Sunday, 26 April 2015

The Buried Giant by Kazuo Ishiguro

"This is an evil spot, princess, and we must leave quickly"

I was filled with anticipation at the prospect of a new Ishiguro novel, having absolutely loved the fierce intensity of Never Let Me Go  and the quiet reserve of The Remains of the Day. As such, I was quick to purchase a copy of this gorgeous looking book. So good looking I had to share the back jacket with you. Then, something happened... I started reading it in a slow, halting fashion that reflected the difficulty of the task at hand for the two, ancient,protagonists taking their final journey towards the truth.
When the true character of the novel revealed itself in a haze of dragon fog and Arthurian legend, I was somewhat disengaged from it and found progress plodded along at a crawling pace. This is a tale of memory and forgetting, taking refuge under the spell of a dragon that fogs memories of a wretched war.
^^^^
• Required action: Rewrite the stretch of the book review from "The Buried Giant" through "towards the truth.", putting "excitement" in place of "anticipation".

(Stored data entries)
^^^^
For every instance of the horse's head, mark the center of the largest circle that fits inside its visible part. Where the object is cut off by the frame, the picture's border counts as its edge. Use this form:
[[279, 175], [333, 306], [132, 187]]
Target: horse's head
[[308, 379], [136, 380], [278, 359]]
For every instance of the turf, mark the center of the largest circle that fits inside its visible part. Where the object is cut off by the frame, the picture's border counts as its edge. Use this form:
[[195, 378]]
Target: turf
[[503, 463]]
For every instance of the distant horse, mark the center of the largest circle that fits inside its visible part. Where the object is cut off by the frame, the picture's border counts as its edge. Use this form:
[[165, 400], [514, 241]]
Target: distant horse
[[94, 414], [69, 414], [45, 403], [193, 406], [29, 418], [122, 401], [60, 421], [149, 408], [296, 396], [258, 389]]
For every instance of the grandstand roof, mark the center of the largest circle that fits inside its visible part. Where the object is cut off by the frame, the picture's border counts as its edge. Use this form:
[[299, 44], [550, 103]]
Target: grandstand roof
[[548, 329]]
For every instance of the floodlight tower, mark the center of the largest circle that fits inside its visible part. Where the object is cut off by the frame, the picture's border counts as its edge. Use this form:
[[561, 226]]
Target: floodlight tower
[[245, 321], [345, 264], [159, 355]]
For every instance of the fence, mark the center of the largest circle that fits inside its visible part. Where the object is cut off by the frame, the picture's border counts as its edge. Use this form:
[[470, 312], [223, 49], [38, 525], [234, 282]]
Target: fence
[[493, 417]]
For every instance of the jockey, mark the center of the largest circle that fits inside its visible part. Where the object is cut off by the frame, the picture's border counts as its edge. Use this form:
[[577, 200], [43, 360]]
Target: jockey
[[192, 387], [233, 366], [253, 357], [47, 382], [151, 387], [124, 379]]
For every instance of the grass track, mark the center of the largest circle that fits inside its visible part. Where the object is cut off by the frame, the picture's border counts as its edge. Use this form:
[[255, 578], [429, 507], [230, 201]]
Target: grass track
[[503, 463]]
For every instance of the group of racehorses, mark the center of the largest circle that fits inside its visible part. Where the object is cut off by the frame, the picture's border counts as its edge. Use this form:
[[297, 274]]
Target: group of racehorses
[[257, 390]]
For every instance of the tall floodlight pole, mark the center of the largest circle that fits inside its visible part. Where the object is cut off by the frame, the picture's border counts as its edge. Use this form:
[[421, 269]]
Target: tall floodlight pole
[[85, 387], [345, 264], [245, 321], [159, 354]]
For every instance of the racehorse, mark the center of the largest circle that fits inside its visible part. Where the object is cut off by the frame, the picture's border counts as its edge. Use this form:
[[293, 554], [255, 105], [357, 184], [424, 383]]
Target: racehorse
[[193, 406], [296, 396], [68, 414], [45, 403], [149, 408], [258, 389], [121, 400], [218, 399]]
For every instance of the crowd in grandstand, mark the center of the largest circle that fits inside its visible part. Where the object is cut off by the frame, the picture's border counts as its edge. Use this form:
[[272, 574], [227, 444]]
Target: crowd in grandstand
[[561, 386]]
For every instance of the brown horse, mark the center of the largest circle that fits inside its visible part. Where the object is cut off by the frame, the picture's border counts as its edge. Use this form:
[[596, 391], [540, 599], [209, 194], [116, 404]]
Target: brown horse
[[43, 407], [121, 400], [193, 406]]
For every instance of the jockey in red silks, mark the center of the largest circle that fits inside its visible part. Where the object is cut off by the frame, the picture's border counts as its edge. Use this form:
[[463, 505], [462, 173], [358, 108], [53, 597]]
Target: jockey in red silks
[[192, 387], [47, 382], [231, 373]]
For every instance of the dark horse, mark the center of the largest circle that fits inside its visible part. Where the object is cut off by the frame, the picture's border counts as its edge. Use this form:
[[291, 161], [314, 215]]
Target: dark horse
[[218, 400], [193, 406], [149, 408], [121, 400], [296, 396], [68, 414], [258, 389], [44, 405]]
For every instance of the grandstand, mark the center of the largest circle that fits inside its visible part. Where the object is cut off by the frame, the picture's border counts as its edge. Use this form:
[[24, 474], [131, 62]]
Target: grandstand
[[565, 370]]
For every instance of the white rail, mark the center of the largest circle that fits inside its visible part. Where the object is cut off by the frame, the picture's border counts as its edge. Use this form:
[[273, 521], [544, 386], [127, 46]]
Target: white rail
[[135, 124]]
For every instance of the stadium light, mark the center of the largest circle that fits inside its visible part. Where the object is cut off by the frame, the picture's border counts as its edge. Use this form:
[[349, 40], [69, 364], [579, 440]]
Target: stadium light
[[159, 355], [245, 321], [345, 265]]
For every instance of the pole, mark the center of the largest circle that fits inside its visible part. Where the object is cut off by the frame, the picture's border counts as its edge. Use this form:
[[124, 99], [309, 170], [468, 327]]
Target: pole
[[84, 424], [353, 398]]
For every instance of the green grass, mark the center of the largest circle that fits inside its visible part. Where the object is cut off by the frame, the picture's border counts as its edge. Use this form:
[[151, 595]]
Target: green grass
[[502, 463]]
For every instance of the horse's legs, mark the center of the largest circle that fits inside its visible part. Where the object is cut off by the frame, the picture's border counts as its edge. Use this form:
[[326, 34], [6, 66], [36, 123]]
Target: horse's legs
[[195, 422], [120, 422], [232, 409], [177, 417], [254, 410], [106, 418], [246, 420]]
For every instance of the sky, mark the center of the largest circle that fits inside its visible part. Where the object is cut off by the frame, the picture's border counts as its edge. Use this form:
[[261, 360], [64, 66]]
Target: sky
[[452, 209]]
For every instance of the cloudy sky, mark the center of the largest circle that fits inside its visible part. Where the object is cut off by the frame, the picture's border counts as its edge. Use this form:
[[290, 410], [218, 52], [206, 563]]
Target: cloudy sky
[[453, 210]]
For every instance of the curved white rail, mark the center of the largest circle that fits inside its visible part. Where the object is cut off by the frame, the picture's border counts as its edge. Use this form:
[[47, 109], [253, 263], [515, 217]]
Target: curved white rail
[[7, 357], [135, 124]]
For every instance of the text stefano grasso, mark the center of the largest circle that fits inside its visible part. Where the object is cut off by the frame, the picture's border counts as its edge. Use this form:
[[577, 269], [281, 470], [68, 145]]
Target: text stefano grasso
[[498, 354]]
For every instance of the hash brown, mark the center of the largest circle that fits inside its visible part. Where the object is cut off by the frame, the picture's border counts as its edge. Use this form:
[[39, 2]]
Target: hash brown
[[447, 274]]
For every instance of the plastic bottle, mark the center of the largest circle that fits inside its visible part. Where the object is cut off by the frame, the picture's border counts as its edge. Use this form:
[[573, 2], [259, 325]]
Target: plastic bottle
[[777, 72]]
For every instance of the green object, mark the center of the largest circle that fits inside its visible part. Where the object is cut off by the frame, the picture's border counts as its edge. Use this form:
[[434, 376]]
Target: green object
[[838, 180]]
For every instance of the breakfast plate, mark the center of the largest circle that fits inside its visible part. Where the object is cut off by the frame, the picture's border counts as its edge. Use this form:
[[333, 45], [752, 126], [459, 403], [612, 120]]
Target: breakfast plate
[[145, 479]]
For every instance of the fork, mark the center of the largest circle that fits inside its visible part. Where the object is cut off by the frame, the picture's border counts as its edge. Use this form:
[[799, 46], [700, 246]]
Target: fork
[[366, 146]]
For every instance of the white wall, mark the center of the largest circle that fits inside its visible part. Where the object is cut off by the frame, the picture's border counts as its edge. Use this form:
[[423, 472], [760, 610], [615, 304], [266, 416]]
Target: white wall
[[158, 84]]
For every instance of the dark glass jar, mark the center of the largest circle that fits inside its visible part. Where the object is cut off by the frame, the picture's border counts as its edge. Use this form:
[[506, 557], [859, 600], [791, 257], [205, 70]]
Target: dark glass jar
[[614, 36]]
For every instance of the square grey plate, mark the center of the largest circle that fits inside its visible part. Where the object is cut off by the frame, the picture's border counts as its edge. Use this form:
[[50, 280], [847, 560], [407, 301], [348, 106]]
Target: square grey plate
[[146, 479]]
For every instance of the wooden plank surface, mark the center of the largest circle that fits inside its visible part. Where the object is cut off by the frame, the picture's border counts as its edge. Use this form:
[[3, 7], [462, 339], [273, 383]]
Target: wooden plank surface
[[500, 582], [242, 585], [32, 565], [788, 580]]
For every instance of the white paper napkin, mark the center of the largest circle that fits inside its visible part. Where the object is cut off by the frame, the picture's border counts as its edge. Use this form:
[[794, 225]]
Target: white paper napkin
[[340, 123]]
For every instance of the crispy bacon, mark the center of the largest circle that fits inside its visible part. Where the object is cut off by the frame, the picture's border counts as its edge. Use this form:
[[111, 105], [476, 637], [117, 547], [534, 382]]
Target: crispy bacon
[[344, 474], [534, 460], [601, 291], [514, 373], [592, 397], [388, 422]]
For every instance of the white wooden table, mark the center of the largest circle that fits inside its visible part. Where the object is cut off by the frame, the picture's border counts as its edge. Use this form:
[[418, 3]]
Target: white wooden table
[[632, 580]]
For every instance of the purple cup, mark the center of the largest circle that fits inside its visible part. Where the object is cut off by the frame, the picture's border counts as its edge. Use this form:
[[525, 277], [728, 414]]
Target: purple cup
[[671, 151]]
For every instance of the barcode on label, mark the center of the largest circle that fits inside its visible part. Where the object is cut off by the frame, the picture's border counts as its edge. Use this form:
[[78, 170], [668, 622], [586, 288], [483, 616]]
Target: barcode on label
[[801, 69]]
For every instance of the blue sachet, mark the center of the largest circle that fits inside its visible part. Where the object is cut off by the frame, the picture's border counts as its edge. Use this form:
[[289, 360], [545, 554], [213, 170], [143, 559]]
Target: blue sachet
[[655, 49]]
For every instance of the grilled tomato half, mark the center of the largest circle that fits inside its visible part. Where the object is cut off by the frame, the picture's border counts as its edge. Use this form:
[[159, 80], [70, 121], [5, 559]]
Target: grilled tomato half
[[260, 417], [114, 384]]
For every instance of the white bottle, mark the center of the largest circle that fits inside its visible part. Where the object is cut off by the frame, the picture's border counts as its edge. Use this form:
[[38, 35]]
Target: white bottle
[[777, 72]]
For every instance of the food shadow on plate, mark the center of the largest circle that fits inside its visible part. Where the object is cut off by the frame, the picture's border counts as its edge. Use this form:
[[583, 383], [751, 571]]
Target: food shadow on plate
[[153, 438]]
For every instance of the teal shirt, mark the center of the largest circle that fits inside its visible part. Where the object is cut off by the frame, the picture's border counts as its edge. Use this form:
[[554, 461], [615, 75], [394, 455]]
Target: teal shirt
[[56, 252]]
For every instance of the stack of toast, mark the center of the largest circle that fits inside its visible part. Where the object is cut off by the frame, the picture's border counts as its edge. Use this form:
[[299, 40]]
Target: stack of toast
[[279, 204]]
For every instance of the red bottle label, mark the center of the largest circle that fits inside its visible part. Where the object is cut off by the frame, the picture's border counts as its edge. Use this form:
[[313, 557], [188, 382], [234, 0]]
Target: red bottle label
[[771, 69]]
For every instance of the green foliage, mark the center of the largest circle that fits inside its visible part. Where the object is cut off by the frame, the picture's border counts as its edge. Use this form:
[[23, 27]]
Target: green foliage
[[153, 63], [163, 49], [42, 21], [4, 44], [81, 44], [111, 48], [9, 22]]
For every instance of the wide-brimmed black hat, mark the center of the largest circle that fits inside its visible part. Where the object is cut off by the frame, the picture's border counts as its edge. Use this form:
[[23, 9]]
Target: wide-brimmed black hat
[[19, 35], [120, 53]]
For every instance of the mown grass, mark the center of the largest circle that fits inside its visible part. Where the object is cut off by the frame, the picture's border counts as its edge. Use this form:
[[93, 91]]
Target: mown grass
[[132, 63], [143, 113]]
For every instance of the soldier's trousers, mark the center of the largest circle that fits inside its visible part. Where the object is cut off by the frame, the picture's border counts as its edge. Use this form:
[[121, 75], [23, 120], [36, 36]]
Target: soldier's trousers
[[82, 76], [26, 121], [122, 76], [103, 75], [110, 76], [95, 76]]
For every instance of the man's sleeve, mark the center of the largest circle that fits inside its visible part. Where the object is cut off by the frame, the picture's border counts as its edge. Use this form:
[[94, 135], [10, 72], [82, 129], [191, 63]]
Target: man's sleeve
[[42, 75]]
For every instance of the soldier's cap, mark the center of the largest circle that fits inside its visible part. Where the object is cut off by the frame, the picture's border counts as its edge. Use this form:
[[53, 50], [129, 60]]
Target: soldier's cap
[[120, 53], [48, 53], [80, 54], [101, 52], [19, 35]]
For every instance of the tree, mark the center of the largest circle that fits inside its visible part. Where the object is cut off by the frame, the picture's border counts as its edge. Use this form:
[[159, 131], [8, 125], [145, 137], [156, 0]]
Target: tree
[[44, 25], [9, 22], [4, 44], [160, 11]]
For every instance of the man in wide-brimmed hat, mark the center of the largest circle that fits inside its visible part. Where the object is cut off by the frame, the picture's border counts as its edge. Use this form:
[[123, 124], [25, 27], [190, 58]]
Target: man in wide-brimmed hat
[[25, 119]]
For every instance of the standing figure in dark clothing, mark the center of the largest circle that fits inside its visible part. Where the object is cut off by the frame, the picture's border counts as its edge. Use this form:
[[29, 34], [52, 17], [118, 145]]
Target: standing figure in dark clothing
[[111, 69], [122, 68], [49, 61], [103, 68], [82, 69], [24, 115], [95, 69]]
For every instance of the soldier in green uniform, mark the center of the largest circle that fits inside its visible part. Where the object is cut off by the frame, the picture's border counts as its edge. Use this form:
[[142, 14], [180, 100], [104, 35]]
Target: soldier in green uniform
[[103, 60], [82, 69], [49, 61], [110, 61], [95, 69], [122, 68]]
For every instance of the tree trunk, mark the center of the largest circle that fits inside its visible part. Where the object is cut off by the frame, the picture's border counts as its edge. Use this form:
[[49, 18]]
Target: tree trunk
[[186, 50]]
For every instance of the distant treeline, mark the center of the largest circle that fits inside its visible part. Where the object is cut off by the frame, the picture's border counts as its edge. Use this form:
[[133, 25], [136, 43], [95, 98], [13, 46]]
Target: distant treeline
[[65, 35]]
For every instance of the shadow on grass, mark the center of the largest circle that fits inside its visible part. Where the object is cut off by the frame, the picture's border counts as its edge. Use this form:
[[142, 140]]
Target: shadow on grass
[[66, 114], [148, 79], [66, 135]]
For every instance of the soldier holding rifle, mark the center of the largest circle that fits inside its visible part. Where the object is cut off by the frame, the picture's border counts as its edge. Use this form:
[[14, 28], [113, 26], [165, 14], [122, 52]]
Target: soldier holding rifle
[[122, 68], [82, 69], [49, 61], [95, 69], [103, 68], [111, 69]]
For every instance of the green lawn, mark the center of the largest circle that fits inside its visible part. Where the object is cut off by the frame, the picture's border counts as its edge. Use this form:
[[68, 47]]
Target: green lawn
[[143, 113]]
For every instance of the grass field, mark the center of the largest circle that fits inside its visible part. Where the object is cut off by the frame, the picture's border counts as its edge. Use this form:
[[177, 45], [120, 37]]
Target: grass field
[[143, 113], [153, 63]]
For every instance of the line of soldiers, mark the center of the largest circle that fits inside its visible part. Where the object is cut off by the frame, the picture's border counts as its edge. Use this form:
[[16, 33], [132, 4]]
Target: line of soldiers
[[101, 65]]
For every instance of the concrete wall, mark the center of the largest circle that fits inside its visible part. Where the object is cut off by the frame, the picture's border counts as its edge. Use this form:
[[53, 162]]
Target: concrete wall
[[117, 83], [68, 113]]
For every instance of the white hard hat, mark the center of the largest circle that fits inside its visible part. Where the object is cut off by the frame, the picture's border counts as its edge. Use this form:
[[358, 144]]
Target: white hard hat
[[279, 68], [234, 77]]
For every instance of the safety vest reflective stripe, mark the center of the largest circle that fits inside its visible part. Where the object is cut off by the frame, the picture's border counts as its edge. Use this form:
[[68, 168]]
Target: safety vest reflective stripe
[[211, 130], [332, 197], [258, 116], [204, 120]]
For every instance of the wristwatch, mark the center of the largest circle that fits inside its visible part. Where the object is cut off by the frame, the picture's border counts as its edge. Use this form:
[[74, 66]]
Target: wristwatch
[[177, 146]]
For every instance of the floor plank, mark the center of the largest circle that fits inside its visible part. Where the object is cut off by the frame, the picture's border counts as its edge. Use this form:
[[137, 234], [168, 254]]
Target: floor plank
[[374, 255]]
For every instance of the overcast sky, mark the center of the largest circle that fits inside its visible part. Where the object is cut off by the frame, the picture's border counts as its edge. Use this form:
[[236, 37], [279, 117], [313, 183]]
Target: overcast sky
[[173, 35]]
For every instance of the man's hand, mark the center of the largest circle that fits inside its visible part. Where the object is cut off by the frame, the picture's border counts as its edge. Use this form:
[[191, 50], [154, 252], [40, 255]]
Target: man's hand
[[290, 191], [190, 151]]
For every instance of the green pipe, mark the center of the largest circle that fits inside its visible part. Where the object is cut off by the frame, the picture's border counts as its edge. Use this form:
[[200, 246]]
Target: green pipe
^^^^
• The completed task:
The Buried Giant by Kazuo Ishiguro

"This is an evil spot, princess, and we must leave quickly"

I was filled with excitement at the prospect of a new Ishiguro novel, having absolutely loved the fierce intensity of Never Let Me Go  and the quiet reserve of The Remains of the Day. As such, I was quick to purchase a copy of this gorgeous looking book. So good looking I had to share the back jacket with you. Then, something happened... I started reading it in a slow, halting fashion that reflected the difficulty of the task at hand for the two, ancient,protagonists taking their final journey towards the truth.